====== TEXTO PARA LEITURA

O maior volume de recursos na mão dos mais pobres, proporcionado pelo auxílio emergencial, foi um dos fatores responsáveis por deixar o preço dos alimentos mais caros durante a pandemia do novo coronavírus. Para se ter ideia deste aumento nos custos, enquanto o IPCA para o Grande Recife fechou o acumulado de janeiro a julho com taxa de 1,52%, no setor alimentar alguns produtos, como cereais, oleaginosas e tubérculos, chegaram a valer 20% a mais no período.
Especialistas explicam ainda que, além do auxílio, a limitação da oferta no campo, sob influência da demanda interna e da safra, também dá as cartas.Têm importância relevante, ainda, a demanda externa e a taxa de câmbio, encarecendo as importações e favorecendo as exportações.

============
====== MATERIAL FORNECIDO

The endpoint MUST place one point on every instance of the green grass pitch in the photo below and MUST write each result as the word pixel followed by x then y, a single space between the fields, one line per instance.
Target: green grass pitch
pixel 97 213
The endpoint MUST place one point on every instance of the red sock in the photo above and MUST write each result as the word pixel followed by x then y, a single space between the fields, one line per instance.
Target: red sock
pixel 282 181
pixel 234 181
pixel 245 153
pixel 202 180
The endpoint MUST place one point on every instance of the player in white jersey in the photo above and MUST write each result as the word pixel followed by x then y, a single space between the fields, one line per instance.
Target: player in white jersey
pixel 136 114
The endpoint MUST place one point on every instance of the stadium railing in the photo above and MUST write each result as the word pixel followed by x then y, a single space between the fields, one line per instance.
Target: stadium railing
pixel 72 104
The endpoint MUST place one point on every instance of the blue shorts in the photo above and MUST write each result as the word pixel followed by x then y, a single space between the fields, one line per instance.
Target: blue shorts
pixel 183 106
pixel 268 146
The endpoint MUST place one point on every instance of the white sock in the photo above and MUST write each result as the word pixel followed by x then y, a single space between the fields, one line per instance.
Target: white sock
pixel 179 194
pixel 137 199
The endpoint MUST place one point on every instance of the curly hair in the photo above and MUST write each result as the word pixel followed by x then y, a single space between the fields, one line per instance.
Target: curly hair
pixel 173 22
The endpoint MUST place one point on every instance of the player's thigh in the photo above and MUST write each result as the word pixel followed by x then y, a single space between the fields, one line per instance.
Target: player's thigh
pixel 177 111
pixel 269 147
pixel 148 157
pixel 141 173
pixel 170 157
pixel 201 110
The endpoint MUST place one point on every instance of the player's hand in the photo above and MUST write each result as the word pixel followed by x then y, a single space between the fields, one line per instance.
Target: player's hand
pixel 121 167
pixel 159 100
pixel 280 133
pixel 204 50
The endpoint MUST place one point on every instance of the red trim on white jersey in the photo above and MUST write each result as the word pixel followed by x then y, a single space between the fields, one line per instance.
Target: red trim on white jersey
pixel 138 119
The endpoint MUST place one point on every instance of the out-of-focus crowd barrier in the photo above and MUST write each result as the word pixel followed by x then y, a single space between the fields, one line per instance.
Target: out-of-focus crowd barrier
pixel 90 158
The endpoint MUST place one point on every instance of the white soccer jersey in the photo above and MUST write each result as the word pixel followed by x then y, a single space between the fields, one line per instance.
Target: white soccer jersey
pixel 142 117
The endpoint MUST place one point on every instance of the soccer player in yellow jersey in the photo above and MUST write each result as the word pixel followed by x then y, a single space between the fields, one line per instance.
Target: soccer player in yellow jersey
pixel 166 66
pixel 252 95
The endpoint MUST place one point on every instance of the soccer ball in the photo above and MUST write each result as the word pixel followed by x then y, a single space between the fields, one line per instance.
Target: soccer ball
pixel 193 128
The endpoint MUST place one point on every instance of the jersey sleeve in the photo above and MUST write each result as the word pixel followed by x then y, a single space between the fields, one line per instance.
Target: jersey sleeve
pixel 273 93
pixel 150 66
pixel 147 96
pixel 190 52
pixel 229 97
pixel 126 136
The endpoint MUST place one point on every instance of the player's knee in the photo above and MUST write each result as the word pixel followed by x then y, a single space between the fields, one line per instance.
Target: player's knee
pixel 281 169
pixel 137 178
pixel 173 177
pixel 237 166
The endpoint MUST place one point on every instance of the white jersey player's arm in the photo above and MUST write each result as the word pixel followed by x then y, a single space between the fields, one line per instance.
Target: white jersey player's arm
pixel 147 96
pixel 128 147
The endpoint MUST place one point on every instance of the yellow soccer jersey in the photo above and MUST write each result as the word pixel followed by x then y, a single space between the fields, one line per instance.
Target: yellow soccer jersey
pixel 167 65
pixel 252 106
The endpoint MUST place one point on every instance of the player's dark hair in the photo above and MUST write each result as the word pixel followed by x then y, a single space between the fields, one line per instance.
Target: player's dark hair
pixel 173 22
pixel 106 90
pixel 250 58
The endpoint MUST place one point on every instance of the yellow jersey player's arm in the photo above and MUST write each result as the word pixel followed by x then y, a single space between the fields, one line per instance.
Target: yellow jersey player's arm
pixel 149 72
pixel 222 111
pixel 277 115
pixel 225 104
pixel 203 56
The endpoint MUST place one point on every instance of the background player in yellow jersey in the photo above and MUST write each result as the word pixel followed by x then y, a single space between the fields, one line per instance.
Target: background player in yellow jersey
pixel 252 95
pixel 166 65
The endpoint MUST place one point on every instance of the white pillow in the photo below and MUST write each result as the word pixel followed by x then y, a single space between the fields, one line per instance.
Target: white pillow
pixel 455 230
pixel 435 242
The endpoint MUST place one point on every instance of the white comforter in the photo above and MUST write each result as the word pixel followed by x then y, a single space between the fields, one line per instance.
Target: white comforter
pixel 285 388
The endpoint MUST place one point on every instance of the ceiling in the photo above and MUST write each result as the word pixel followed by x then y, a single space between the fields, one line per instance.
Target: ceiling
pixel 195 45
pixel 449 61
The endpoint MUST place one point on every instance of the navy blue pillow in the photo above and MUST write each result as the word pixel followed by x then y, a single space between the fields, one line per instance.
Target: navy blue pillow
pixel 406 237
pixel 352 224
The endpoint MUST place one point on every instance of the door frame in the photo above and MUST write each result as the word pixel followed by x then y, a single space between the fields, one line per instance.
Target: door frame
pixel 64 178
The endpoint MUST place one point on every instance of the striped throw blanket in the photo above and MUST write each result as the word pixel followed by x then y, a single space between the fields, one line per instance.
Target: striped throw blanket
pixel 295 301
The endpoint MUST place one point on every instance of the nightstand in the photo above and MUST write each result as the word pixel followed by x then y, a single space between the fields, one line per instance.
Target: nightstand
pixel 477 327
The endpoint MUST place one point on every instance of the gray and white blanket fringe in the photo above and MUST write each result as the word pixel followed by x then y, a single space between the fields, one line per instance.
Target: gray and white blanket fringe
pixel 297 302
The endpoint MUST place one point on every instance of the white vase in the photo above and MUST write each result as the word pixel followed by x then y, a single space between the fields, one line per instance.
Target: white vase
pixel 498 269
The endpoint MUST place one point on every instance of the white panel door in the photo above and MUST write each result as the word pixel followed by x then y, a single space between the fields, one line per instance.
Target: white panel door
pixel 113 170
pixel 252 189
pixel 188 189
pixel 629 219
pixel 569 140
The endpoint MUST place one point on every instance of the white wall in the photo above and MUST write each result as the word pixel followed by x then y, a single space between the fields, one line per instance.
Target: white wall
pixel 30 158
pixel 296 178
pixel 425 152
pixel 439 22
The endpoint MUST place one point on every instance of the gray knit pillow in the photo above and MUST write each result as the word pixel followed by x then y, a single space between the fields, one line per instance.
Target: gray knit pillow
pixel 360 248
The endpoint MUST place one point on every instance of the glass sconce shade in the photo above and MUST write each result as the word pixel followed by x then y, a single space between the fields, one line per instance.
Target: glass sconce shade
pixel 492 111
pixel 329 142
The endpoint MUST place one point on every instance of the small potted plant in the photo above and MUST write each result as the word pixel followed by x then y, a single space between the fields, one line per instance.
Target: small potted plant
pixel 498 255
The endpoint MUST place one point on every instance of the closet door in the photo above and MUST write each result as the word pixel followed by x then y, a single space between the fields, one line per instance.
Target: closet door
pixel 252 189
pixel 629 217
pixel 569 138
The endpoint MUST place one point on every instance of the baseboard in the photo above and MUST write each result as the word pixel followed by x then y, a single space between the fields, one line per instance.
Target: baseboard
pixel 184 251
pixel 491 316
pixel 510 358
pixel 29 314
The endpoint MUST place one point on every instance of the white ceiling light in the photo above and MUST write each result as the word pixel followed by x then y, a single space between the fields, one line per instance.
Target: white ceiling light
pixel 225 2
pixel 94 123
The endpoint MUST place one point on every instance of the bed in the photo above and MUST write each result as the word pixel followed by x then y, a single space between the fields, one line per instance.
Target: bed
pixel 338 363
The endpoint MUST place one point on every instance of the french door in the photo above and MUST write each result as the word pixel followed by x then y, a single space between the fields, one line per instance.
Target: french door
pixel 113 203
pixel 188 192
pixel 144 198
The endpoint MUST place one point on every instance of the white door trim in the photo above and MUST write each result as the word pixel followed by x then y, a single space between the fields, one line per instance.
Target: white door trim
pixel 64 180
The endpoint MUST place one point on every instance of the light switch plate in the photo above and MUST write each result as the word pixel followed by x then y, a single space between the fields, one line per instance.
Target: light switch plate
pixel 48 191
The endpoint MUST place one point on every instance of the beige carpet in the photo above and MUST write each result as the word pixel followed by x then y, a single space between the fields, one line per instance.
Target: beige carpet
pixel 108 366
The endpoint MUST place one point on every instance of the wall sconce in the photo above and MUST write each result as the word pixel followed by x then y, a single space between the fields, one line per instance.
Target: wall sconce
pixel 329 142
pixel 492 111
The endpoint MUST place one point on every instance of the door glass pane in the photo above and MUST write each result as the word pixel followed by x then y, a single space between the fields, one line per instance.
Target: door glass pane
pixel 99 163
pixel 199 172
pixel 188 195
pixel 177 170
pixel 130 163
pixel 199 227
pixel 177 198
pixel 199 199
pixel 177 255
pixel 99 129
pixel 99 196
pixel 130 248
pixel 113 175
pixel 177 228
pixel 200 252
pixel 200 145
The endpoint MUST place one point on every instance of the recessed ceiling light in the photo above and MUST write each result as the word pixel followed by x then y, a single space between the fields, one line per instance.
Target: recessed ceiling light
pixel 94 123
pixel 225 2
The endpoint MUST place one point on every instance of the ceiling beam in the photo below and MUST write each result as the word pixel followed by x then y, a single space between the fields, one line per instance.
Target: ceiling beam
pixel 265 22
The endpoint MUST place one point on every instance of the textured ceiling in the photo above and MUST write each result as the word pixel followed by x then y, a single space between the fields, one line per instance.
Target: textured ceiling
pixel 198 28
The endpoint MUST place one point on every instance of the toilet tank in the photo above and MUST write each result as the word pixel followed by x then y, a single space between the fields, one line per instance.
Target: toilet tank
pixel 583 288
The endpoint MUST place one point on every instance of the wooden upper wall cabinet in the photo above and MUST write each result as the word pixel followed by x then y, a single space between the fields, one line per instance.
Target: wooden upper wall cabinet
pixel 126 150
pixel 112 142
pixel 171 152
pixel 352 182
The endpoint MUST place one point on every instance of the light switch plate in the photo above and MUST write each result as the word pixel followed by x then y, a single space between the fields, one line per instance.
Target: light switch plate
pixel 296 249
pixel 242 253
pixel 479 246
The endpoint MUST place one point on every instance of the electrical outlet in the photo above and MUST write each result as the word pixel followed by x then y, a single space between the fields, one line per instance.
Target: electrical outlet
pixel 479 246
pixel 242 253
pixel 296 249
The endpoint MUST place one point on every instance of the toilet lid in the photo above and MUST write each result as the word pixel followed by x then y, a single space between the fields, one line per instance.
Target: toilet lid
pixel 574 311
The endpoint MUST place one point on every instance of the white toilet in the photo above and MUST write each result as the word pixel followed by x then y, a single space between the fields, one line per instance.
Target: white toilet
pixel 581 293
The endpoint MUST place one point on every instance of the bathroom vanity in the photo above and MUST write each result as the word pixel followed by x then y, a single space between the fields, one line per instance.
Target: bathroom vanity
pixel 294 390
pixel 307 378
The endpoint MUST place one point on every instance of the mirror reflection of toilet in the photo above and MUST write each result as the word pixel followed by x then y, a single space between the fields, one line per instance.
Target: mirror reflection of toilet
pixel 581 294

============

### INSTRUÇÕES DOS EXERCÍCIOS
A - Transcreva do texto sobre o preço dos alimentos o trecho que começa nas palavras "Especialistas explicam ainda" e termina nas palavras "favorecendo as exportações.".
B - Segundo o texto sobre o preço dos alimentos, com que taxa o IPCA para o Grande Recife fechou o acumulado de janeiro a julho?
C - Liste os produtos que, segundo o texto sobre o preço dos alimentos, chegaram a valer 20% a mais no período.

### RESPOSTAS NUMERADAS
A -
Especialistas explicam ainda que, além do auxílio, a limitação da oferta no campo, sob influência da demanda interna e da safra, também dá as cartas.Têm importância relevante, ainda, a demanda externa e a taxa de câmbio, encarecendo as importações e favorecendo as exportações.

B - Com taxa de 1,52%.

C - Cereais, oleaginosas e tubérculos.